Data for this exercise:
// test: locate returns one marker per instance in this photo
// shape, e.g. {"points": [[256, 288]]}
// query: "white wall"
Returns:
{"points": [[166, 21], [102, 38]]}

Work required:
Return every line of the listing above unchanged, character for character.

Worked answer:
// test: locate returns one marker per instance in this photo
// shape, e.g. {"points": [[256, 288]]}
// query: "white wall"
Returns:
{"points": [[166, 21], [102, 38]]}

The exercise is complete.